[Stored data entries]
# # #

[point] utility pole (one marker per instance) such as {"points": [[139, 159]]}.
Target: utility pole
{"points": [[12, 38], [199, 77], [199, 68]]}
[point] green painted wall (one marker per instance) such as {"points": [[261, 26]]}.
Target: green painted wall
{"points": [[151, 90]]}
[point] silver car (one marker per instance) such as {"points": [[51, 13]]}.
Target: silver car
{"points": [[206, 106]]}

# # #

(EXERCISE DETAILS): Return the records exactly, character for character.

(ANSWER AREA):
[point] utility pole (one marker per instance) such as {"points": [[139, 159]]}.
Target: utility pole
{"points": [[12, 38], [199, 77], [199, 68]]}
[point] green painted wall (one marker per instance) such as {"points": [[261, 26]]}.
Target: green painted wall
{"points": [[151, 90]]}
[point] silver car (one marker per instance) such as {"points": [[51, 13]]}.
Target: silver car
{"points": [[206, 106]]}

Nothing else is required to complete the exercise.